▸ Stated task:
Reproduce word for word the part of the material that opens with the line containing "Mark each instance of the red check" and closes at the end of the material, with both ends included.

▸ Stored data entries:
[Start]

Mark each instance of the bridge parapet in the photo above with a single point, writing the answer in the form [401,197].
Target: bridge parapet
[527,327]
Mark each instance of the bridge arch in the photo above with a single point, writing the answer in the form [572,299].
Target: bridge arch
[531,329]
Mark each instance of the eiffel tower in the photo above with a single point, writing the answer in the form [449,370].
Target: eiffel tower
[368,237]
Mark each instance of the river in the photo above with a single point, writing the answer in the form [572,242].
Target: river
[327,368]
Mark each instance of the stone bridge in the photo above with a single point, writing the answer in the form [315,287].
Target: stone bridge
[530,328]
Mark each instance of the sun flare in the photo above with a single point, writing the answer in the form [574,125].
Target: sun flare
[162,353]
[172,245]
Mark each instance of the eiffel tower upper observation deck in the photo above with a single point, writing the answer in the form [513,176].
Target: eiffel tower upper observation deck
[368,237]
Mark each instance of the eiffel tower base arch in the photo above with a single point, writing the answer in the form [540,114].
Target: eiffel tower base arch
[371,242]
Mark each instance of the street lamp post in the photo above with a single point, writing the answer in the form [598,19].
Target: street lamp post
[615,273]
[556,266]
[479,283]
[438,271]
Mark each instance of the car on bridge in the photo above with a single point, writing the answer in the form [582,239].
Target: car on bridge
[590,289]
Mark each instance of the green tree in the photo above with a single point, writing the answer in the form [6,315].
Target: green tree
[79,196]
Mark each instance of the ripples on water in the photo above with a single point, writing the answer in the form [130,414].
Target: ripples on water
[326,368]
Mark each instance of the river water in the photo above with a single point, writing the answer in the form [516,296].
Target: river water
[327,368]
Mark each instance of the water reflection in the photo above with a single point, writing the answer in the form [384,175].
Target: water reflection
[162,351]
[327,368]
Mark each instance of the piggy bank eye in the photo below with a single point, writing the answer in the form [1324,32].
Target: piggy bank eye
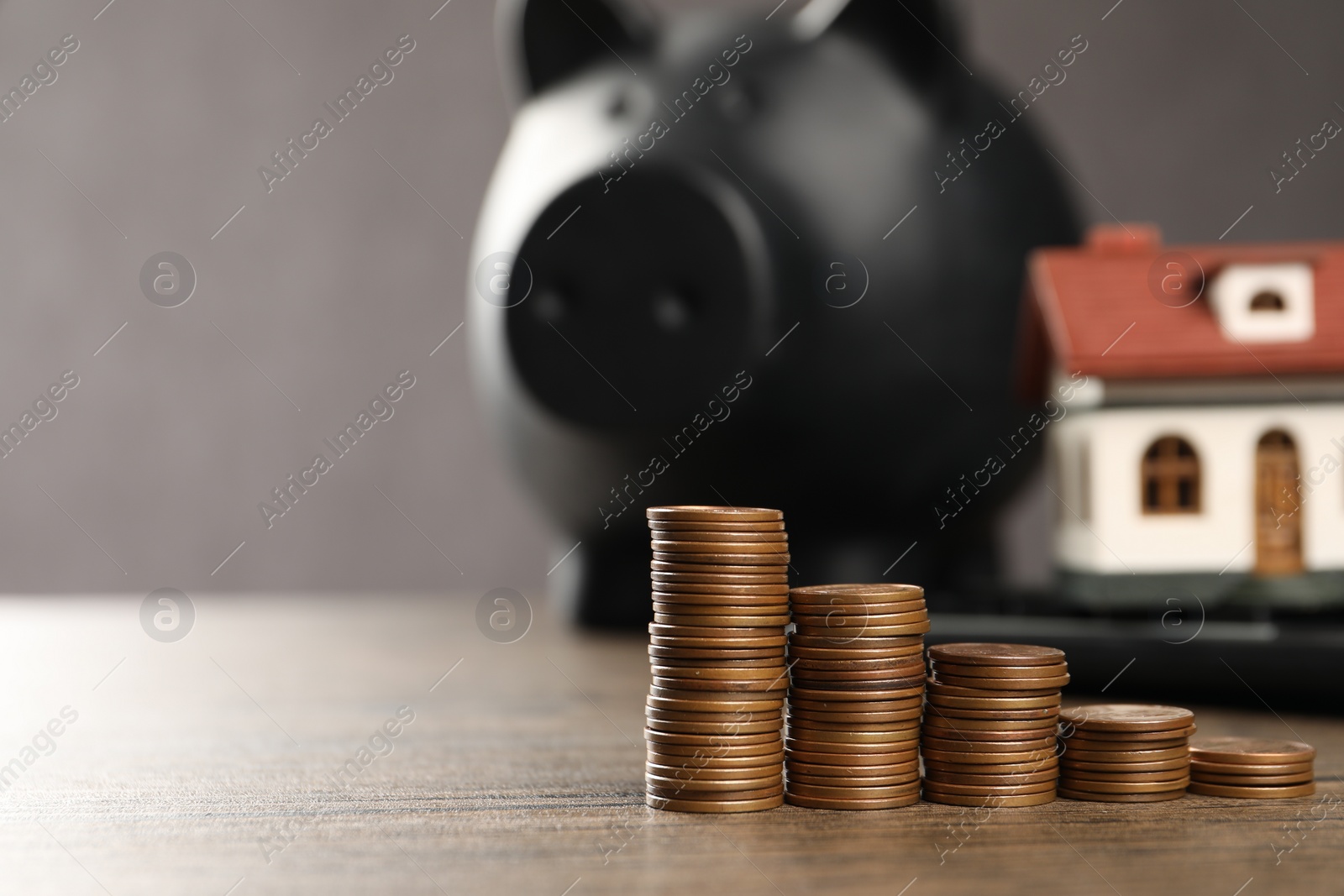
[737,102]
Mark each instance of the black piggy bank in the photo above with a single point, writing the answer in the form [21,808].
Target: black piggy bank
[765,258]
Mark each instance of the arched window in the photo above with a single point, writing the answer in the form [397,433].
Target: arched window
[1169,477]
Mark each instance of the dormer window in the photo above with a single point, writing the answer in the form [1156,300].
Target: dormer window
[1265,302]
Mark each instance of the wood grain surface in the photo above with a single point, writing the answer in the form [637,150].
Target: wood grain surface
[213,766]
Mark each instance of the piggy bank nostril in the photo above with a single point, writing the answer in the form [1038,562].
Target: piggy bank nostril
[671,312]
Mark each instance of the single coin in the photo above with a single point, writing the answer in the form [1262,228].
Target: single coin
[702,663]
[685,701]
[823,770]
[996,654]
[719,642]
[999,672]
[716,727]
[1253,793]
[847,761]
[678,715]
[1126,736]
[738,559]
[682,537]
[732,633]
[826,678]
[961,745]
[933,766]
[682,566]
[1122,777]
[867,590]
[835,775]
[1252,752]
[696,607]
[714,806]
[911,653]
[717,653]
[669,595]
[800,727]
[860,638]
[1121,799]
[773,547]
[1073,752]
[752,685]
[714,526]
[1086,785]
[940,720]
[941,689]
[1018,685]
[833,618]
[1082,743]
[722,571]
[987,758]
[866,792]
[900,664]
[675,773]
[994,801]
[711,513]
[851,805]
[824,735]
[1230,768]
[1128,716]
[725,671]
[847,694]
[711,758]
[855,781]
[853,718]
[992,781]
[714,741]
[696,795]
[846,609]
[801,640]
[1180,763]
[991,716]
[942,698]
[712,584]
[707,785]
[932,785]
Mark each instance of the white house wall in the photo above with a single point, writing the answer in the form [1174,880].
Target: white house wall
[1117,537]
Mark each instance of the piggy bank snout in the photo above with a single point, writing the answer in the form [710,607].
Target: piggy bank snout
[642,301]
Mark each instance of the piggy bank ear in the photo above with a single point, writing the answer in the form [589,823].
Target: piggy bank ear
[918,36]
[542,42]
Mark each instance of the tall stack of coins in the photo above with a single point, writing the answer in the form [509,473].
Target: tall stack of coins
[1252,768]
[855,696]
[1126,752]
[716,711]
[990,725]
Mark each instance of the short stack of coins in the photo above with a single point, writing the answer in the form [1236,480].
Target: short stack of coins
[1252,768]
[990,725]
[1126,752]
[716,711]
[857,687]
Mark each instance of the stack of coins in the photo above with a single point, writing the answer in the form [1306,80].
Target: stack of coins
[990,725]
[1252,768]
[716,711]
[1126,752]
[855,696]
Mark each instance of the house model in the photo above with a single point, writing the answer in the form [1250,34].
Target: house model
[1202,446]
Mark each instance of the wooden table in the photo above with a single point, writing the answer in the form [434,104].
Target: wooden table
[213,766]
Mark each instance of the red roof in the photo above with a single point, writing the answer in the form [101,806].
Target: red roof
[1090,308]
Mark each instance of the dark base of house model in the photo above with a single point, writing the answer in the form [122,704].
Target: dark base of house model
[1315,590]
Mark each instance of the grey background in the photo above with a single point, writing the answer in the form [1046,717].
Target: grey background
[343,275]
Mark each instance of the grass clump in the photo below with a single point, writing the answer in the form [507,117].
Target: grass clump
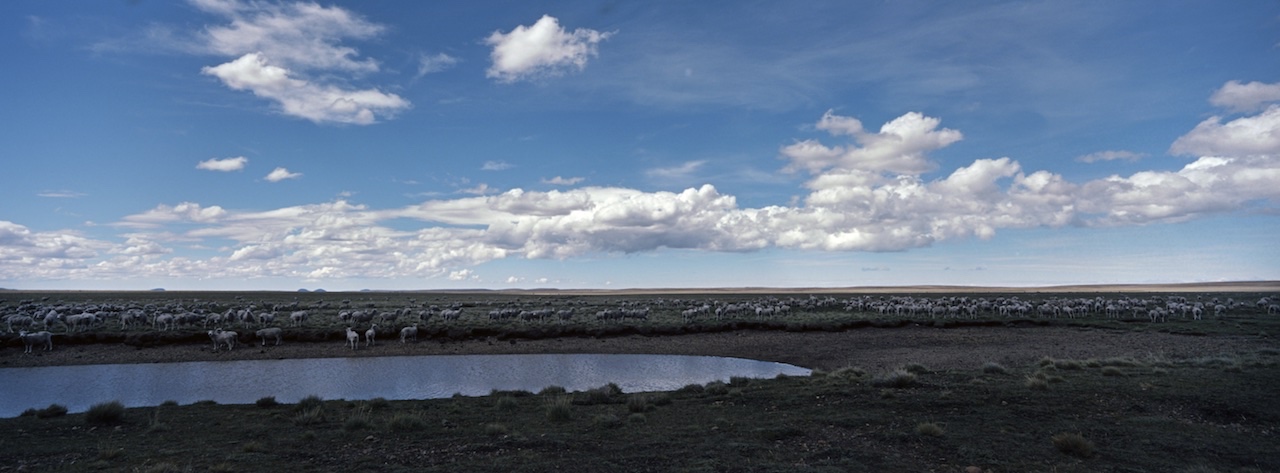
[110,412]
[269,402]
[310,403]
[897,379]
[993,368]
[929,430]
[1073,444]
[915,368]
[560,409]
[50,412]
[406,423]
[552,390]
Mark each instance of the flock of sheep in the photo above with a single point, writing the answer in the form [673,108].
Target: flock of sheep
[266,318]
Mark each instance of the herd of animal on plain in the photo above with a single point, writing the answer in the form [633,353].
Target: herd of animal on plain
[30,315]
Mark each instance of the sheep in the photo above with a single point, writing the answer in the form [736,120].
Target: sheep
[223,338]
[21,321]
[42,338]
[298,317]
[270,333]
[352,339]
[408,333]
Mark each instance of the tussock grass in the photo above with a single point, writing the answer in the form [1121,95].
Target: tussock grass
[112,412]
[405,422]
[993,368]
[560,409]
[269,402]
[1073,444]
[896,379]
[929,430]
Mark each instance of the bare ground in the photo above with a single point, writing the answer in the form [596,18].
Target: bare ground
[867,348]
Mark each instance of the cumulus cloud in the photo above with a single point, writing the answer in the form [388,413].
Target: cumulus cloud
[868,196]
[1110,156]
[229,164]
[1246,97]
[282,174]
[277,45]
[560,180]
[539,50]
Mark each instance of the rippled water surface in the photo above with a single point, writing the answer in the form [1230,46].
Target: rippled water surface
[391,377]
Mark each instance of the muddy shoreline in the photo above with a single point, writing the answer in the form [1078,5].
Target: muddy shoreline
[868,348]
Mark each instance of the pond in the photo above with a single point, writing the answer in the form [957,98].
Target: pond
[365,377]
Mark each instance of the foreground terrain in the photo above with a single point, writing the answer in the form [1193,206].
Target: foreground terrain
[920,393]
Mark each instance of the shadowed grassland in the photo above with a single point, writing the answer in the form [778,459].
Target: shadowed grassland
[1203,414]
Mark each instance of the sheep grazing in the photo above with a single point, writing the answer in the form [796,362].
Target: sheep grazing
[41,338]
[352,339]
[298,317]
[408,333]
[223,338]
[277,333]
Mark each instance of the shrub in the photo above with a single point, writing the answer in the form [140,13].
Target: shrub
[993,368]
[1073,444]
[560,409]
[897,379]
[110,412]
[310,403]
[269,402]
[929,428]
[552,390]
[496,430]
[406,423]
[716,389]
[915,368]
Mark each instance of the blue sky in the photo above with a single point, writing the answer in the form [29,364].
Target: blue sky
[259,145]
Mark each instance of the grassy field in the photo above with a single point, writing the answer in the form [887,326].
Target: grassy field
[1210,414]
[1214,412]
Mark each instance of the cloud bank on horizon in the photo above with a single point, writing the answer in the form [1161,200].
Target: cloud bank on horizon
[849,186]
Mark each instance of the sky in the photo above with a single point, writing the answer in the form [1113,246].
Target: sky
[236,145]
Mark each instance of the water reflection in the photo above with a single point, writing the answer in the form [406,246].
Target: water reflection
[391,377]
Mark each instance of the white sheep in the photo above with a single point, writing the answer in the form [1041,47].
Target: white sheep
[41,338]
[352,339]
[298,317]
[223,338]
[408,333]
[270,333]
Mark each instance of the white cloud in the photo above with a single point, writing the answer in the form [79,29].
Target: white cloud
[277,46]
[296,35]
[229,164]
[1110,156]
[856,201]
[681,173]
[282,174]
[560,180]
[302,99]
[539,50]
[1246,136]
[1246,97]
[430,64]
[496,166]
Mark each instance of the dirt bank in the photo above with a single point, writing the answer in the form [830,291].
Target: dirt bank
[868,348]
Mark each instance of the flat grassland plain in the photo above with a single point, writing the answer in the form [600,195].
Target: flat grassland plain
[1082,379]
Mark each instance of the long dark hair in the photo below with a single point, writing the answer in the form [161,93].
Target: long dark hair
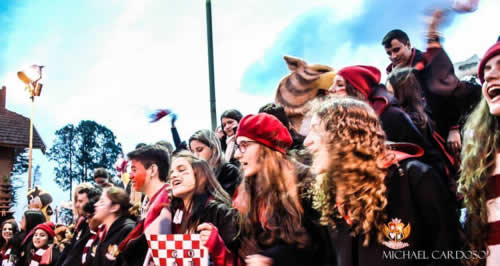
[206,186]
[408,92]
[32,219]
[15,230]
[118,196]
[209,138]
[269,204]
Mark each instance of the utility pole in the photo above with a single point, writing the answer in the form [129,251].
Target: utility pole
[213,111]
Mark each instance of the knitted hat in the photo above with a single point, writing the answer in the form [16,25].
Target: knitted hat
[493,51]
[267,130]
[363,78]
[48,227]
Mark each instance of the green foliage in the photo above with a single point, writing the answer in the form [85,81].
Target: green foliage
[77,151]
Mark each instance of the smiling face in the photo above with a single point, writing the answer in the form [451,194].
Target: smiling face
[40,238]
[182,178]
[81,200]
[200,150]
[248,156]
[338,86]
[491,85]
[7,231]
[399,53]
[103,208]
[138,175]
[228,125]
[316,144]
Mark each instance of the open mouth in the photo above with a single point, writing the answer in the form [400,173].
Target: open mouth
[176,182]
[494,91]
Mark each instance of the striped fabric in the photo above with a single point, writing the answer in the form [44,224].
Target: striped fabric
[493,206]
[37,257]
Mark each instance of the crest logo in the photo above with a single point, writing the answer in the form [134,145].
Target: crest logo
[113,252]
[396,232]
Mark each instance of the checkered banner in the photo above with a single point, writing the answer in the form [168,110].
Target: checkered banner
[177,250]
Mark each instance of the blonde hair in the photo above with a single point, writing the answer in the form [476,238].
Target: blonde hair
[480,146]
[77,190]
[355,142]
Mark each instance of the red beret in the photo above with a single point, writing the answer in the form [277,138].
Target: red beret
[363,78]
[267,130]
[493,51]
[48,227]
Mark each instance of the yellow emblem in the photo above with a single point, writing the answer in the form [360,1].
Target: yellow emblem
[396,232]
[113,252]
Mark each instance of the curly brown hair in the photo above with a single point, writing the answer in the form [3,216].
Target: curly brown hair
[272,203]
[355,143]
[480,147]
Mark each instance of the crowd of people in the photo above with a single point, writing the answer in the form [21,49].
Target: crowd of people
[379,179]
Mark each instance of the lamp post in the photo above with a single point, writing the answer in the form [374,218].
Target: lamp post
[213,112]
[31,78]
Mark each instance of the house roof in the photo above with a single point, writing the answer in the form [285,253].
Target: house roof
[15,131]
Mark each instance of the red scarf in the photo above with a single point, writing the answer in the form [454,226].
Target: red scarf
[157,203]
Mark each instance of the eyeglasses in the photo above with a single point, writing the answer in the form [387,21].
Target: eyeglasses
[243,145]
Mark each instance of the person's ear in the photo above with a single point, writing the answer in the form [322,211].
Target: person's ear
[115,208]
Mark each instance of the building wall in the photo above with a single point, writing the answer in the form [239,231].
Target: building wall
[6,155]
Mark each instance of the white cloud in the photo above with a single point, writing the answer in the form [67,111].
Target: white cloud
[141,55]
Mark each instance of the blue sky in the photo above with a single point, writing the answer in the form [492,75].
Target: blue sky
[115,61]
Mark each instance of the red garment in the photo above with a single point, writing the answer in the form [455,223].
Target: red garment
[363,78]
[267,130]
[219,254]
[493,51]
[159,201]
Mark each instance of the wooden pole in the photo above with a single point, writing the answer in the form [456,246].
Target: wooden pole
[213,111]
[31,141]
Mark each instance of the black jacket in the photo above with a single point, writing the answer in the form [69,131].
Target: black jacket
[114,236]
[448,100]
[229,178]
[72,253]
[399,127]
[419,199]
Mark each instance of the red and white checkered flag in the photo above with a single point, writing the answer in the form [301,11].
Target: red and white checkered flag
[177,250]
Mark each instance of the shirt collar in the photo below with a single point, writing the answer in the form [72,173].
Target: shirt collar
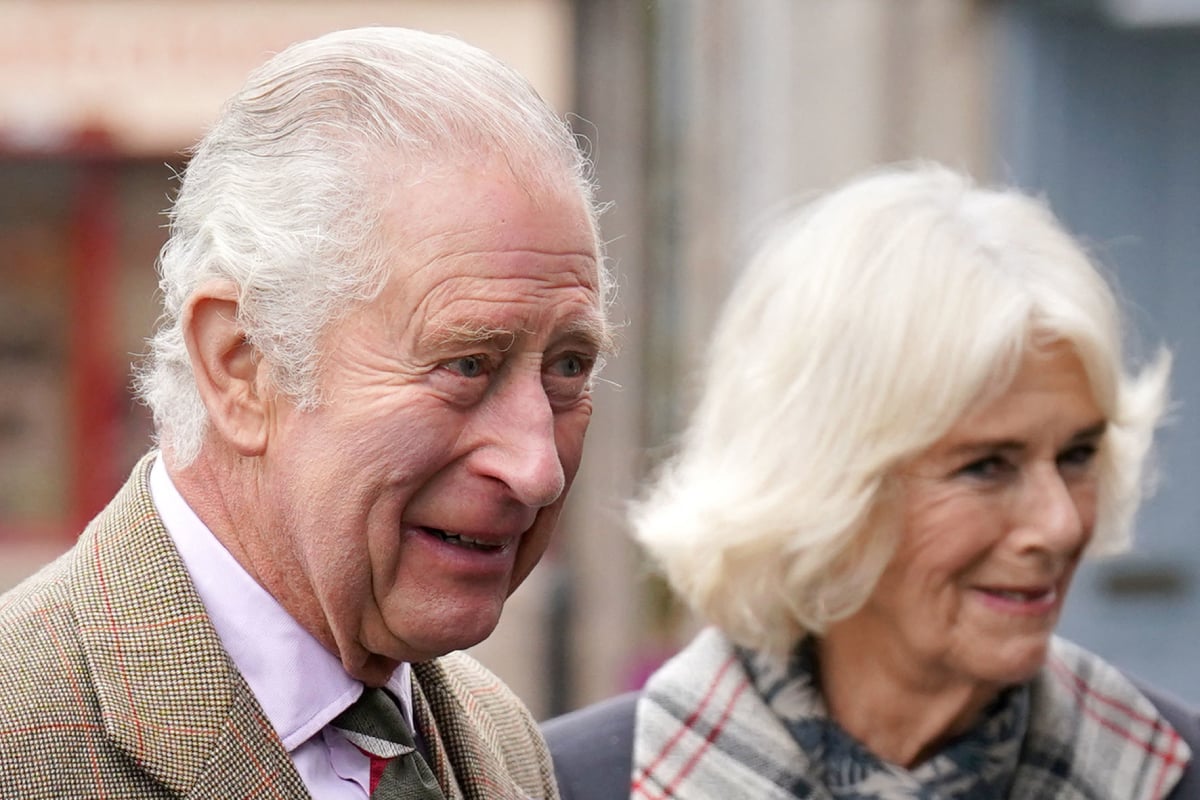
[300,685]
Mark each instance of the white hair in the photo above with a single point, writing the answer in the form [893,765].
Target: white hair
[283,194]
[865,326]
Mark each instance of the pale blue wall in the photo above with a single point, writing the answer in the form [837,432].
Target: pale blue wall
[1105,121]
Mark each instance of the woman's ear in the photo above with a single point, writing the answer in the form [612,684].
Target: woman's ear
[226,368]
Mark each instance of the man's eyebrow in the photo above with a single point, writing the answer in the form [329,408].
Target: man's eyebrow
[469,332]
[591,331]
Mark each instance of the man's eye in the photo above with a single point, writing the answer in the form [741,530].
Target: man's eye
[468,366]
[574,365]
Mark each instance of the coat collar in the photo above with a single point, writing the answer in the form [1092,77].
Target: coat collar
[702,731]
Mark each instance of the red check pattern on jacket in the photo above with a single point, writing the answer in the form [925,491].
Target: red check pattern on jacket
[114,684]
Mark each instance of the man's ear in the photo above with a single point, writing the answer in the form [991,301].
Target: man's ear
[226,368]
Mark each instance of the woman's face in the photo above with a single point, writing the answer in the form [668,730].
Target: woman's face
[995,517]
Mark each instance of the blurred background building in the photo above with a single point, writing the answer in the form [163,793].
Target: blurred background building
[703,116]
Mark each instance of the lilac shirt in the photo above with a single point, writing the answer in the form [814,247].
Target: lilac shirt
[300,685]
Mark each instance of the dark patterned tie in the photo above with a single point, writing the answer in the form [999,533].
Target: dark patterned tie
[376,726]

[End]

▸ Solution to the exercise:
Mark each instance of the red check pattern on jacket in the photo above with a single point, writing the answer in the form [925,491].
Target: red check pattern on jacket
[114,684]
Mark each instance of the man's ear in the photo above with a single point, writing the answer in the form [991,301].
Target: man's ear
[226,368]
Mark each instance of the woman's face in the photo above with a single point, writing the answer in the form [668,730].
Target: woman's face
[995,517]
Mark each instance of the blurred background building in the photo above with a single point, writing the answer in the form [163,793].
Target: blurred background building
[703,116]
Mark each instance of the lilac shirt in the photo above with a single point, writing the answer in the form [814,247].
Target: lilac shirt
[300,685]
Mark each instance of the dark patterned tie in the photo above with a single point, writing the answer in the form [999,533].
Target: dark patterned tie
[376,726]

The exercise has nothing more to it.